Items from a data source
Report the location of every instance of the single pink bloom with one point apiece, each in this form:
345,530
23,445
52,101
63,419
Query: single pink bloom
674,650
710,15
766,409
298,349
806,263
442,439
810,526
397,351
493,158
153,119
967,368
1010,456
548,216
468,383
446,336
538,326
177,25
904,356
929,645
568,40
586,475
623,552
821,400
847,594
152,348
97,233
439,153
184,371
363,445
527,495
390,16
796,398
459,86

▶ _TASK STATEMENT_
Rewrite every line of the data above as a Markdown table with two columns, Row and Line. Number the rows in order and omit any blank lines.

▶ _FULL OUTPUT_
| Row | Line |
|---|---|
| 1 | Report the location of every instance of the single pink bloom with one point apiece, each in this form: |
| 2 | 345,530 |
| 3 | 23,445 |
| 4 | 52,101 |
| 5 | 63,419 |
| 6 | Query: single pink bloom |
| 7 | 674,650 |
| 8 | 710,15 |
| 9 | 766,409 |
| 10 | 298,349 |
| 11 | 806,263 |
| 12 | 442,439 |
| 13 | 810,526 |
| 14 | 397,351 |
| 15 | 493,158 |
| 16 | 153,119 |
| 17 | 967,368 |
| 18 | 1010,456 |
| 19 | 548,216 |
| 20 | 468,383 |
| 21 | 446,336 |
| 22 | 538,326 |
| 23 | 177,25 |
| 24 | 904,356 |
| 25 | 929,645 |
| 26 | 568,40 |
| 27 | 586,475 |
| 28 | 623,552 |
| 29 | 821,400 |
| 30 | 847,594 |
| 31 | 152,348 |
| 32 | 97,233 |
| 33 | 439,153 |
| 34 | 184,371 |
| 35 | 363,445 |
| 36 | 527,495 |
| 37 | 390,16 |
| 38 | 796,398 |
| 39 | 459,86 |